* [Work to be completed]: Copy only this range: the line with "Each instance of the yellow star-shaped" through the final line of the material, inclusive at both ends.

* [Stored dataset items]:
────────────────────────────────────────

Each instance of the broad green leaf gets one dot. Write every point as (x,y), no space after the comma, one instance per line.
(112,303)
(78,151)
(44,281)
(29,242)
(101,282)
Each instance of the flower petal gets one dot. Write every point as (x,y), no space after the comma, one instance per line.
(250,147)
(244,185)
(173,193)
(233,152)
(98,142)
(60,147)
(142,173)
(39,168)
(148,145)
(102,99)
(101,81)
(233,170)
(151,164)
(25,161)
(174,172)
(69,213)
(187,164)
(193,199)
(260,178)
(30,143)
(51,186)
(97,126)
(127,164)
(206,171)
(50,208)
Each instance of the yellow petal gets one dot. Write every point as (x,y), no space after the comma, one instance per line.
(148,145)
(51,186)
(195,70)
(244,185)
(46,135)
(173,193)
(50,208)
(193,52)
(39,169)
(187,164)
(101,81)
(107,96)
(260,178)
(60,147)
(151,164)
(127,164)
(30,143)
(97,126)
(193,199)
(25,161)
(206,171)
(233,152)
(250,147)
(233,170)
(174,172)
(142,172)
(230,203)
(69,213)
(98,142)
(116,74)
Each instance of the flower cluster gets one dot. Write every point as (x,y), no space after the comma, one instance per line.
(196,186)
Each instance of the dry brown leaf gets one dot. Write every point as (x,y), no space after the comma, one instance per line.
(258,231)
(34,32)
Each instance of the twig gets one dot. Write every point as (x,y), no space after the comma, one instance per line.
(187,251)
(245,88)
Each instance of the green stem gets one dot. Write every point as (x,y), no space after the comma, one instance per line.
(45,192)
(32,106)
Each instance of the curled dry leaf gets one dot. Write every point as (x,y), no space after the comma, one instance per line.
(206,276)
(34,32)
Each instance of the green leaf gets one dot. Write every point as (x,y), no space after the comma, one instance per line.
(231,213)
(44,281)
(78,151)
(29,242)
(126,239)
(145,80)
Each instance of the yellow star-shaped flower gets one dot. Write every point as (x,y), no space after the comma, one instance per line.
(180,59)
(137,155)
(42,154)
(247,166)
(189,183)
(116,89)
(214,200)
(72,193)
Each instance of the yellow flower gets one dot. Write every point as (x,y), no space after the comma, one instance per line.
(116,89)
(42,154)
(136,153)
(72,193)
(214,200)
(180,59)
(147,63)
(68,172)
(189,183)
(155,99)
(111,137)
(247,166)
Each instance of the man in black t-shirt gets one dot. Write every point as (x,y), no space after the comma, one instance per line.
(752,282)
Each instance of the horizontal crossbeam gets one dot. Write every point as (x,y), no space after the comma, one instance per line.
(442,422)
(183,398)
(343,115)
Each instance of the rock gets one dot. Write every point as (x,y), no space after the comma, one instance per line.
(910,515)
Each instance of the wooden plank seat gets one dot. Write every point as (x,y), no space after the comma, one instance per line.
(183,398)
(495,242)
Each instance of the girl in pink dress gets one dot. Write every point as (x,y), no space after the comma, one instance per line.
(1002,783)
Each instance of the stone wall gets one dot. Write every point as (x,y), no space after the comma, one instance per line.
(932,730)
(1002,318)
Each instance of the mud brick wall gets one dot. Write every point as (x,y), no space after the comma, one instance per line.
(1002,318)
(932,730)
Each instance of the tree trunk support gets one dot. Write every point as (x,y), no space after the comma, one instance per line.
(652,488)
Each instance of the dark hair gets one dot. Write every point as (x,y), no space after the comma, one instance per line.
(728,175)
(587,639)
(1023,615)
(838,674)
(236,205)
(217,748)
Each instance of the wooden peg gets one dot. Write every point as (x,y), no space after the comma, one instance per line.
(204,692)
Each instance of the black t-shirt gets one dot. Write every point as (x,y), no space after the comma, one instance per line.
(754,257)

────────────────────────────────────────

* [Solution to the exercise]:
Each instance of the yellow star-shaped flower gets one dot. Write every point as (x,y), no space after the comma, one instance per line.
(180,59)
(137,155)
(42,154)
(247,166)
(189,183)
(116,89)
(214,200)
(72,193)
Each instance of the yellow flower gets one dot. Write every point as (x,y), no space after the comma, one instance per line.
(116,89)
(42,154)
(136,153)
(72,193)
(214,200)
(180,59)
(147,63)
(68,172)
(189,183)
(155,99)
(111,137)
(247,166)
Each instance of the man in black t-shirt gets one dot. Write every point as (x,y), no space after the comma, one instance per line.
(752,282)
Each instance of the horizontal crossbeam gets one dot. Write every point as (x,y), no space after the comma, one instance per line.
(442,422)
(183,398)
(343,115)
Each instance of the rock gets one dot. Write every point as (x,y), no space after the comma, one instance per line.
(910,515)
Each instance of the wooden plank seat gets one dot. Write every point as (x,y), no space after the comma, one instance per line.
(183,398)
(495,242)
Each instance of the girl in pink dress gets one dot. Write every point as (x,y), no space after the comma, one instance per line.
(1002,783)
Each instance of the stone wall gets one dot. Write every point as (x,y), no space after the comma, one instance per line.
(932,730)
(1002,318)
Each instance of the mud brick wall gets one dot. Write every point as (x,y), no space after the comma, one instance per line.
(1002,318)
(932,730)
Each instance of the tree trunk support gets one dot. Write every point as (x,y), no space after the comma, one instance per line.
(652,488)
Each instance of the dark hair gets one dot. Write every point as (x,y), no space after the comma, one instance per line.
(728,175)
(587,639)
(1023,615)
(838,674)
(236,205)
(217,748)
Each instance of the wooden peg gets one dot. Write every point as (x,y), no space after the comma, one instance per line.
(204,692)
Each instance of the black t-shirt gets one dot. Write every point as (x,y), no space after the comma, one instance per line.
(754,257)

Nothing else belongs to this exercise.